MATERIAL TO PROCESS:
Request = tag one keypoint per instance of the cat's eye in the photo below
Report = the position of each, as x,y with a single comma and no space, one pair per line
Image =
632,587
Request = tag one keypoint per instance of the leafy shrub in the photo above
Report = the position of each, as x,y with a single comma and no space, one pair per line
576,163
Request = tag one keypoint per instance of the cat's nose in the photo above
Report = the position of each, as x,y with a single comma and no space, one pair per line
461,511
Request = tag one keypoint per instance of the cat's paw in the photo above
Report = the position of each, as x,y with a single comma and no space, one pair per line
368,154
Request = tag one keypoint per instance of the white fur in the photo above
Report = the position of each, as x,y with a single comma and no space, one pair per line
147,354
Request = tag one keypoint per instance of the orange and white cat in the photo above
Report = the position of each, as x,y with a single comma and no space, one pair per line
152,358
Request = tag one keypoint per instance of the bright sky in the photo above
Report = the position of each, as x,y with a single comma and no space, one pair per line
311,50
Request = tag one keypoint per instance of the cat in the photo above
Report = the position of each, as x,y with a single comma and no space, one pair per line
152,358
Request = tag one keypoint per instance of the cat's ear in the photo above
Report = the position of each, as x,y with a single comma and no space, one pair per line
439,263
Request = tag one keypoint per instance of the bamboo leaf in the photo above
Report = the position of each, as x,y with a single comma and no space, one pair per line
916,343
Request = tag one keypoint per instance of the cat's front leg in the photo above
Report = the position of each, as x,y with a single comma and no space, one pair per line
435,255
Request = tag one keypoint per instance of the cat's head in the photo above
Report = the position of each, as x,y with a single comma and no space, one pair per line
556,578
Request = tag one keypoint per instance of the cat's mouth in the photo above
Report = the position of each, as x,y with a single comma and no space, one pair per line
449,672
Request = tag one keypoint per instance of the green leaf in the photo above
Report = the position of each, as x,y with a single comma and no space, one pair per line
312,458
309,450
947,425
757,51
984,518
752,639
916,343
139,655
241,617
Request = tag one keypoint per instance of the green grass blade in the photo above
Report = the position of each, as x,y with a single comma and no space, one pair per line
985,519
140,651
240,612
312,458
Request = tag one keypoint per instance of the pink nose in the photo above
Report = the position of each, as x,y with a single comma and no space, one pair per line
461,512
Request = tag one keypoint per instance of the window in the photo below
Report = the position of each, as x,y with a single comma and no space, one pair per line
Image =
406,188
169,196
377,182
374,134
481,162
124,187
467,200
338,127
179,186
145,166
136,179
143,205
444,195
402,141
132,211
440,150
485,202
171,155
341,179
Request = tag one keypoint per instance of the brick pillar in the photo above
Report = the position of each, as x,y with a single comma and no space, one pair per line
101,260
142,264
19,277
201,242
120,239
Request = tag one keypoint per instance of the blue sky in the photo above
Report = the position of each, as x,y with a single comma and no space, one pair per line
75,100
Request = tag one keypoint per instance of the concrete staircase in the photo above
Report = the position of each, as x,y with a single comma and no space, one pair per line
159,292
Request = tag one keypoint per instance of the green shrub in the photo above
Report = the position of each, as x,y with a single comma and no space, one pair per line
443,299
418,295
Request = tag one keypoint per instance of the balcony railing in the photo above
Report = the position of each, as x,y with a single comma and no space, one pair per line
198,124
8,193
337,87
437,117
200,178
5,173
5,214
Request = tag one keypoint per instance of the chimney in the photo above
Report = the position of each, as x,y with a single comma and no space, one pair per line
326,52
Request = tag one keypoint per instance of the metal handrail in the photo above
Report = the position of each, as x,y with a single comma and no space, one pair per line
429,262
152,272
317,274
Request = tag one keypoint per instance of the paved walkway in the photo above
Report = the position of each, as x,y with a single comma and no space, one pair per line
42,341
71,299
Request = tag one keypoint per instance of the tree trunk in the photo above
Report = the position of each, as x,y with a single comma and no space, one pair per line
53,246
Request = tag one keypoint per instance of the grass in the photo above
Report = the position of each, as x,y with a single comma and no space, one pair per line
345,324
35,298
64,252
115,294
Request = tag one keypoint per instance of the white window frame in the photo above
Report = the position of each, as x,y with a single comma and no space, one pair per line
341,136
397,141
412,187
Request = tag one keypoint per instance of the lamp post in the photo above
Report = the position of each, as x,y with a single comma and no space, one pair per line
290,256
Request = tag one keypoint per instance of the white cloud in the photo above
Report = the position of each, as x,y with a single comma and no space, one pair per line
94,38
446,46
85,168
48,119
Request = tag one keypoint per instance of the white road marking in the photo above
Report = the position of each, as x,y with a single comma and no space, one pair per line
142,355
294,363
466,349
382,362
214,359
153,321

WHAT THE TASK REQUIRES: Convert all the items above into a two-column CSV with the headers instruction and points, one row per item. Put each item's text and its answer in its own quoted field, replacing any line breaks with spaces.

RESPONSE:
instruction,points
"Request = tag one keypoint per instance of the cat's eye in the photo below Report = the position of each, as x,y with a single comma and no space, one pair per line Image =","632,587"
"Request = tag one keypoint per instance of the leafy shrub in the photo above Report = the position of each, as x,y with a single comma and no space, one pair per line","576,163"
"Request = tag one keypoint per instance of the cat's nose in the photo above Report = the position of each, as x,y with a single comma and no space, one pair per line","461,511"
"Request = tag one keypoint per instance of the cat's paw in the photo above Report = the position of each, as x,y with a single comma and no space, one pair per line","368,154"
"Request = tag one keypoint per instance of the white fur in the photo above Report = the position of each, as x,y with a single comma and no space, one pair per line","147,354"
"Request = tag one keypoint per instance of the orange and white cat in the photo above Report = the position of each, as x,y with a single comma and no space, one pair per line","152,358"
"Request = tag one keypoint per instance of the bright sky in the photo above Report = the position of each, as x,y with a single comma and no space, one pair per line","311,50"
"Request = tag one keypoint per instance of the cat in the photo above Report = the position of each, as x,y with a single comma and no space, one pair per line","152,358"
"Request = tag one keypoint per instance of the cat's ear in the photo above Report = the position of each, as x,y with a single comma and no space, one pair per line","439,263"
"Request = tag one keypoint per instance of the bamboo leaf in the photo above Report = the position of each, as x,y with a single comma and no space, one pair per line","916,343"
"Request = tag one keypoint per instance of the cat's front leg in the photo above Report = the position of each, as x,y with a single comma and no space, one pair per line","435,255"
"Request = tag one keypoint per instance of the cat's head in the photo above Report = the position of each, as x,y with a single comma and no space, one pair per line","556,578"
"Request = tag one keypoint per instance of the cat's mouth in the photo above Report = the position of each, as x,y with a single comma and no space, one pair per line","449,672"
"Request = tag one keypoint per instance of the green leaf in the photo above Report = the position of each, as x,y with a single comma and no space, one pair per line","312,458 309,450 947,425 757,51 984,518 752,639 916,343 139,655 241,617"
"Request = tag one keypoint per instance of the green grass blade in the photo above Report = the position of each, as x,y with a single comma and no space, one pair per line","985,519 140,651 240,612 312,458"
"Request = tag one keypoint per instance of the pink nose in the photo above Report = the position of each, as x,y with a single comma and no space, one pair per line","461,512"
"Request = tag one keypoint per instance of the window in the photo below Report = the position of each, as x,y with a single comma and no space, one pair per line Image =","406,188 169,196 377,182 374,134 481,162 124,187 467,200 338,127 179,186 145,166 136,179 143,205 444,195 402,141 132,211 440,150 485,202 171,155 341,179"
"Request = tag one keypoint per instance of the brick pillar in the photo above Report = the position of each, as x,y with a single comma and no space, one pair per line","101,260 142,264 19,277 201,242 120,239"
"Request = tag one keypoint per instance of the blue sky in the photo above Report = the position of each, as x,y with a single comma and no space, one pair per line","75,100"
"Request = tag one keypoint per instance of the concrete staircase in the photo above Report = the position of each, as x,y with a single comma and no space, one pair per line","159,292"
"Request = tag one keypoint per instance of the green shrub in the photo above Report = the position of each, as x,y with a single comma and no space, one pair per line","443,299 418,295"
"Request = tag one keypoint per instance of the balcony railing in the photo above Report = the position of each, as x,y with a single comma and no space, one pair per line","198,124 8,193 337,87 437,117 200,178 5,173 5,214"
"Request = tag one keypoint per instance of the chimney in the photo above Report = the position of each, as x,y with a single comma and no space, one pair per line","326,52"
"Request = tag one keypoint per instance of the metal handrail in the photo above Report = the position of each, as x,y with a single comma and no space, one pair per line","429,262 152,272 317,274"
"Request = tag one keypoint per instance of the paved walkway in the photo above Report = the position of each, as x,y with a single comma and no space, one pair per line","42,341 71,299"
"Request = tag one keypoint per instance of the tree trunk in the photo above Report = the position of each, as x,y with a single comma and no space, one pair per line","53,246"
"Request = tag one keypoint per instance of the grass in the photo above Report = the position of each, as x,y with a single comma and no space, one pair per line","345,324 35,298 64,252 115,294"
"Request = tag one keypoint per instance of the white window frame in the photo above Report = the position of each, as x,y with a single comma and no space, one pair per line","341,136 397,141 412,187"
"Request = tag one keypoint per instance of the lamp post in the photo above Report = the position of each, as x,y with a single comma and no space, one pair per line","290,256"
"Request = tag one keypoint per instance of the white cloud in the photo above Report = the position of each, as x,y with a single comma and no space, one pair per line","94,38 446,46 85,168 48,119"
"Request = tag one keypoint per instance of the white road marking in the photo above Report = the position of each, as x,y with a single comma and no space, one pair per line","142,355 294,363 466,349 382,362 214,359 153,321"